──────── DATASET ROWS

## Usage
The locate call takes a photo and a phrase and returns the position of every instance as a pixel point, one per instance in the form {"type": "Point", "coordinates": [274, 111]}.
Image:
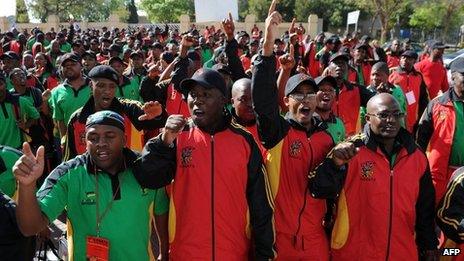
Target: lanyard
{"type": "Point", "coordinates": [108, 207]}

────────────────

SHORT TASK
Please rewrite the records above with "lanyard" changed to "badge" and everything else left the same. Leave the pictures out of your answer.

ANSWER TO THIS TASK
## Usage
The locate call takes a photo and a phrase and returns the position of every instance as a pixel point, one per instance in the form {"type": "Point", "coordinates": [274, 111]}.
Image:
Target: badge
{"type": "Point", "coordinates": [108, 207]}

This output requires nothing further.